▶ [What is expected]:
The response should be the complete listing below, unchanged.

** Information follows **

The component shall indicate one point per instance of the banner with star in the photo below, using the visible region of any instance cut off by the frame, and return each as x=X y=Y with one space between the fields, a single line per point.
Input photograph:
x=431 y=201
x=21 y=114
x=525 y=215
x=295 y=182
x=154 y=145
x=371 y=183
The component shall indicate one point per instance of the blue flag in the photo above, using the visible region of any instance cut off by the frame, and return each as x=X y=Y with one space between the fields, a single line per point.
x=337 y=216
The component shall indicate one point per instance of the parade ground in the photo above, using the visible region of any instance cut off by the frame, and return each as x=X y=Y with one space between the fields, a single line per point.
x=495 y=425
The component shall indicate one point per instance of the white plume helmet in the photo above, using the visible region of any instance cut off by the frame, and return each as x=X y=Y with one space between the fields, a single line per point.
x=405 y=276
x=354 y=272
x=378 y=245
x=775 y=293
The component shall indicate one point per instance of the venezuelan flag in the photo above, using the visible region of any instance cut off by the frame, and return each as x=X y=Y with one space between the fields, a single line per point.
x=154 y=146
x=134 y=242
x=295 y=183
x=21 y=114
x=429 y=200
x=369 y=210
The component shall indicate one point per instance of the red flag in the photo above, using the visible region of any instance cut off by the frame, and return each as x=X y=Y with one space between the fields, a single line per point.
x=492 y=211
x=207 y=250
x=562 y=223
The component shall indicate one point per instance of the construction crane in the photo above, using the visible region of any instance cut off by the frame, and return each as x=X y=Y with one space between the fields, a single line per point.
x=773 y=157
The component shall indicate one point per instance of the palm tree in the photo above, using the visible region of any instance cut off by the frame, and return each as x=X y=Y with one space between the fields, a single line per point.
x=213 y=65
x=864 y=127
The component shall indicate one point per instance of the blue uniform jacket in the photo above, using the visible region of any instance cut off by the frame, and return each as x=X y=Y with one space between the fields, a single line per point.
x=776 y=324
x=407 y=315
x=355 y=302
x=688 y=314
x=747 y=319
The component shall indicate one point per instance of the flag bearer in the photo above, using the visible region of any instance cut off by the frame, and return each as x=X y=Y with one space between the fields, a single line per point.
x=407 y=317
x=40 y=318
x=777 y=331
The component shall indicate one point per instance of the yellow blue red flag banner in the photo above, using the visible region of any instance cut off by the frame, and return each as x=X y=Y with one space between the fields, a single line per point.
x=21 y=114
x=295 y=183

** End of Information **

▶ [Solution to the problem]:
The component shall indicate one point per instance of the banner with star in the photo below, using the visible region of any instance cut off by the frame, and return each as x=X y=Y with one space between the fields, a single line per point.
Input photograph:
x=431 y=201
x=21 y=114
x=525 y=215
x=295 y=182
x=154 y=145
x=371 y=183
The component shall indicate one point per instance of the blue flag in the photo above, using the visible region of any instance cut off by the frame, and return each as x=X y=Y with one space between the fields, a single line per point.
x=337 y=216
The component shall indicate one point per instance of the parade ground in the photo above, using the visible region of any instance cut off by the frame, and return each as x=X y=Y with one space between the fields, a single line per point.
x=495 y=425
The component shall indicate one point per instance of the white plume helmet in the photo above, using the visible region of any instance cut off by the frame, and return each as x=X y=Y with one space between the fields, a single line per point.
x=405 y=276
x=354 y=272
x=378 y=245
x=775 y=293
The component shall indicate one point per instance of the venezuelan flag in the photo above, using the visible region of any instance cut off by the frame, and return each as x=X y=Y with one space between the fields, a single line per point.
x=154 y=146
x=134 y=242
x=295 y=183
x=21 y=114
x=429 y=200
x=369 y=210
The component shall indicate one point per instance of the red flag in the photo above, using the visible region of any instance cut off by the frame, and return each as x=X y=Y with one space between the fields, a single line per point.
x=492 y=211
x=207 y=250
x=562 y=223
The component shall indicate one point per instance of the construction crane in the photo above, using the visible region of any instance cut off by the frame, and return each as x=X y=Y with one space between the fields, a single line per point.
x=773 y=157
The component shall indicate one point per instance of the palm tree in the photo above, using the visible region of any instance cut off by the frame, and return each as x=X y=Y with one space between the fields, a single line per point.
x=213 y=65
x=864 y=127
The component shall indicate one point per instance of the blue uniform jacket in the photo above, using the visible region of any instance cut off by the frame, and return each as x=X y=Y with one space between the fields, a single line per point.
x=776 y=324
x=407 y=315
x=355 y=302
x=688 y=314
x=747 y=319
The component shall indicate one point per instance of the flag bearer in the photo above, using the visible region of any instance cut off by the frame, and return each as x=X y=Y with one space between the fields, a single line per point.
x=407 y=317
x=40 y=318
x=777 y=331
The component shall indicate one point per instance of the yellow blue red flag banner in the photo above, using the visible region of any instance cut off by the frame, and return each as x=X y=Y with one space between the fields, a single line per point.
x=21 y=114
x=295 y=183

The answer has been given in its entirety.